◆ **Set exercise**:
Copy the text of every item below word for word, leaving out the pictures.

-- start The data --

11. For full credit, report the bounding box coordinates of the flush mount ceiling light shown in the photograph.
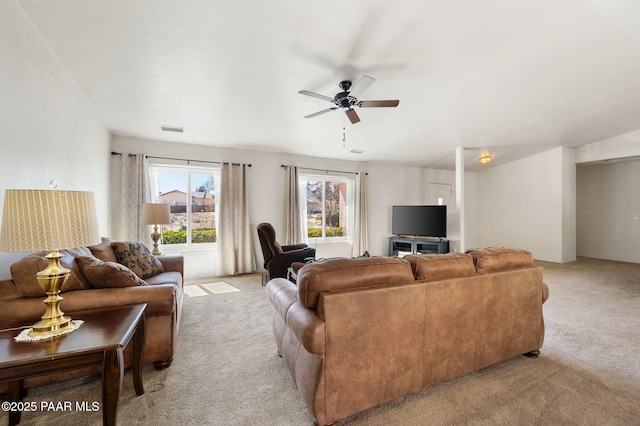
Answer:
[478,154,493,164]
[159,124,184,133]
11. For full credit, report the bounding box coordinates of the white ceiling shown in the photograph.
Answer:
[19,0,640,171]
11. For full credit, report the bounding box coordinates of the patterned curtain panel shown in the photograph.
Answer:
[352,172,369,256]
[218,163,256,275]
[112,153,152,246]
[282,166,303,245]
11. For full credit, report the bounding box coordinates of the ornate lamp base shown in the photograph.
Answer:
[151,225,162,256]
[29,250,71,337]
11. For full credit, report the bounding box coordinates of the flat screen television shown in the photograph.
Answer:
[391,206,447,238]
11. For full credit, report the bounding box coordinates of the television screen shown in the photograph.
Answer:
[391,206,447,238]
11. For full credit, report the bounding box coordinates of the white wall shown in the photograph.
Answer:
[576,161,640,263]
[476,148,575,262]
[0,0,110,279]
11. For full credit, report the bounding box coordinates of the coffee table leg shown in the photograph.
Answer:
[102,348,124,426]
[8,380,24,426]
[133,315,145,395]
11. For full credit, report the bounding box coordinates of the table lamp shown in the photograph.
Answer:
[142,203,171,256]
[0,189,101,338]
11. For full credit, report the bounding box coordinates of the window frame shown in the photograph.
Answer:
[298,172,356,243]
[149,163,221,251]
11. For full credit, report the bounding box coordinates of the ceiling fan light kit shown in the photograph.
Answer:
[478,154,493,164]
[298,75,400,124]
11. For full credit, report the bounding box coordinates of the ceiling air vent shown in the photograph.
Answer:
[160,126,184,133]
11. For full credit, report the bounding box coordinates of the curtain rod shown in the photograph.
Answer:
[111,151,251,167]
[111,151,136,158]
[280,164,369,175]
[147,155,251,167]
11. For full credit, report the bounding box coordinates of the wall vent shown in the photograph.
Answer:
[160,126,184,133]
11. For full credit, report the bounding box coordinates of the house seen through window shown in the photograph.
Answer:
[149,165,220,247]
[300,175,355,240]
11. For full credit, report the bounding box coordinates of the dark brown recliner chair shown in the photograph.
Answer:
[257,223,316,279]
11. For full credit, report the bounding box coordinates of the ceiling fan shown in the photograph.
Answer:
[298,75,400,124]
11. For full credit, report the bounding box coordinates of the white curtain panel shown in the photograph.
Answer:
[113,153,152,245]
[282,166,302,245]
[217,163,256,275]
[352,173,369,256]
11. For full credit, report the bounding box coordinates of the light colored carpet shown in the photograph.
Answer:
[184,281,240,297]
[0,259,640,426]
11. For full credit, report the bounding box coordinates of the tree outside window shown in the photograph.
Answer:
[150,166,219,246]
[301,176,353,239]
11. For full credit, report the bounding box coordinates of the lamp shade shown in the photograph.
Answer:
[0,189,101,252]
[142,203,171,225]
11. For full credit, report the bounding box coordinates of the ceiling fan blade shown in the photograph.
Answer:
[304,107,338,118]
[358,99,400,108]
[349,75,376,99]
[345,108,360,124]
[298,90,333,102]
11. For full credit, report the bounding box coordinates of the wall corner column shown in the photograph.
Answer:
[456,147,467,253]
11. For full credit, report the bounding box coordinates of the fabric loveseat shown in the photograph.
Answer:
[0,238,184,392]
[266,248,548,425]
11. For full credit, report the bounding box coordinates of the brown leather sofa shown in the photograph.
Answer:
[266,248,548,425]
[0,238,184,392]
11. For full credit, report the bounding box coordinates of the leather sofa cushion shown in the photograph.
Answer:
[76,256,147,288]
[10,247,91,297]
[297,257,414,308]
[111,241,164,279]
[467,247,533,273]
[89,237,118,262]
[404,253,476,280]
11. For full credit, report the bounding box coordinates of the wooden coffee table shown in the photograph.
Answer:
[0,304,147,425]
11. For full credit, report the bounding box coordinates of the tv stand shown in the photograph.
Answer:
[389,235,449,257]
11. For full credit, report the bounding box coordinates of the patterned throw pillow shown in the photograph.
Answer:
[111,241,164,279]
[76,256,147,288]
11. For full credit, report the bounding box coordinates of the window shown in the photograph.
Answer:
[300,175,355,241]
[149,165,220,247]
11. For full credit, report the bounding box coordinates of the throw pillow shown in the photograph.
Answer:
[76,256,147,288]
[111,241,164,279]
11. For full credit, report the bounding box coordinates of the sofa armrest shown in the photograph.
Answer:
[280,243,310,251]
[266,278,325,355]
[0,284,176,325]
[286,302,325,355]
[157,256,184,277]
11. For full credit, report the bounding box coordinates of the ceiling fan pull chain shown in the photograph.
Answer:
[342,115,347,145]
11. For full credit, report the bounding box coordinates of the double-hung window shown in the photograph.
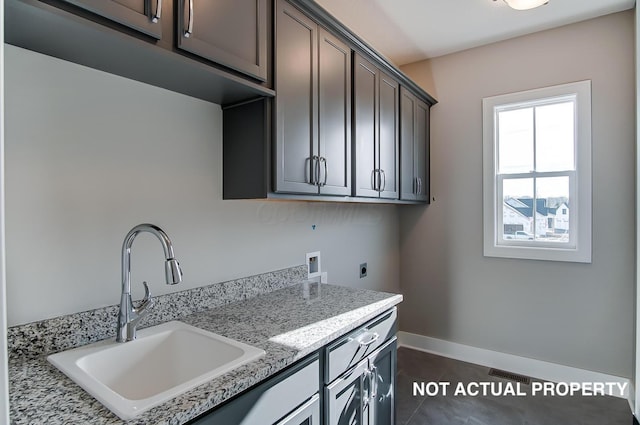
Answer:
[483,81,591,263]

-- end The data --

◆ **Response to the task**:
11. For full credit, report the bounding box coordinates of the flush mount ceiling light shown in the photograph.
Answer:
[478,154,493,164]
[159,124,184,133]
11. For full credit, report the bounding box coordinates of the white ceiling shown in the photograph.
Answer:
[19,0,640,171]
11. For full credit, report the bounding box coordinates of the patterned curtain panel shown in the photograph.
Answer:
[352,172,369,256]
[218,163,256,275]
[112,153,152,246]
[282,166,303,245]
11. For full credit, report the bounding box coordinates of the ornate lamp base shown in the photograph.
Answer:
[151,225,162,256]
[29,250,71,337]
11. For full credit, report the bounding box coordinates of the flat screen television shown in the photograph.
Answer:
[391,206,447,238]
11. For full credit, report the bounding box coordinates of the television screen shown in the photograph.
Answer:
[391,206,447,238]
11. For full credit, report the bounding box coordinates of the white wall shown in the photograph.
Answer:
[576,161,640,263]
[476,148,575,262]
[0,0,110,279]
11. For full credit, report the bounding box coordinates of the coffee table leg shown in the photograph.
Answer:
[102,348,124,426]
[8,380,24,426]
[133,315,145,395]
11. For full credit, report the bounding box coordinates of the table lamp shown in the photograph.
Answer:
[142,203,171,256]
[0,189,101,338]
11. For full credit, report the bounding box coordinates of the window frame shown in the photograph.
Answer:
[298,172,356,243]
[149,163,221,251]
11. For full credit, report the bounding box coordinates of the ceiling fan light kit shown in the photograph.
Answer:
[478,154,493,164]
[298,75,400,124]
11. For full credit, report the bounding box coordinates of the ceiling air vent shown in the photograph.
Answer:
[160,126,184,133]
11. For full credit, report the bounding box coordinates of the curtain rod shown in the photograph.
Answer:
[111,151,251,167]
[111,151,136,158]
[280,164,369,175]
[147,155,251,167]
11. For full credit, report the bounding box coordinates of the wall vent shown in the photograph.
Answer:
[160,126,184,133]
11. For full credit, report the bounding box coordinates of the house seen through window shown in the photograph.
Answer:
[149,165,220,247]
[300,175,355,240]
11. For full credit, report the bounding box coordinates of the dark brown recliner chair shown in the photograph.
Answer:
[257,223,316,279]
11. For full credit, report the bounding box coordinates of the ceiling fan shown in the photograph.
Answer:
[298,75,400,124]
11. For full credit, report the bounding box coordinates of the white curtain panel shown in the photograph.
Answer:
[113,153,152,245]
[282,166,302,245]
[217,163,256,275]
[352,173,369,256]
11. For full credit, report the bounding box coordinates of the light colored carpet shown in the photograph.
Answer:
[184,281,240,297]
[0,259,640,426]
11. For full credit, report the bounding box coordinates of the tree outside window shown in the photograph.
Answer:
[150,166,219,246]
[301,176,353,239]
11. For full credit, report the bounding box coordinates of the lamp shade shown in the photograph.
Answer:
[0,189,101,252]
[142,203,171,225]
11. For full credit, report the bounding box coordinates of the ceiling fan blade shown in the photograph.
Answer:
[304,107,338,118]
[358,99,400,108]
[349,75,376,99]
[345,108,360,124]
[298,90,333,102]
11. For full credit, report the bounding box coordinates of the wall corner column shown in the photograph.
Answer:
[456,147,467,253]
11. For full credit, report the bounding box coordinates of the fabric loveseat shown in the photograph.
Answer:
[0,238,184,392]
[266,248,548,425]
11. For full credit, report the bounding box coordinates of the brown leather sofa shown in the photograph.
Answer:
[266,248,548,425]
[0,238,184,392]
11. For full credit, report the bounding box coordinates of the leather sofa cushion shown in the photograph.
Answer:
[76,256,147,288]
[10,247,91,297]
[297,257,414,308]
[111,241,164,279]
[467,247,533,273]
[89,237,118,262]
[404,253,476,280]
11. For full credit, report the bounding box coordinates of the wooden coffee table shown in the photograph.
Answer:
[0,304,147,425]
11. For full credit, report the bounding box coordinates of the tv stand shown in the photograph.
Answer:
[389,235,449,257]
11. For full credit, report the bounding box coordinates of the patterned throw pillow shown in the photograph.
Answer:
[111,241,164,279]
[76,256,147,288]
11. For full credit, report the bounding box coordinates of the window shown in the photograph.
Answer:
[300,175,355,241]
[149,165,220,247]
11. For full credit, report the bounding box coordinates of the throw pillow shown in the photograph.
Answer:
[76,256,147,288]
[111,241,164,279]
11. For full credit, report the bounding box coordinates of the sofa armrest shown in the photograph.
Answer:
[280,243,310,251]
[266,278,325,355]
[0,284,176,325]
[286,302,325,355]
[157,256,184,277]
11. For full credit, report the bounding box coordinates of the ceiling fan pull chain shown in the photograph.
Answer:
[342,115,347,145]
11. For full credit, report the bounding box coordinates of the double-hung window shown in the photograph.
Answer:
[483,81,591,263]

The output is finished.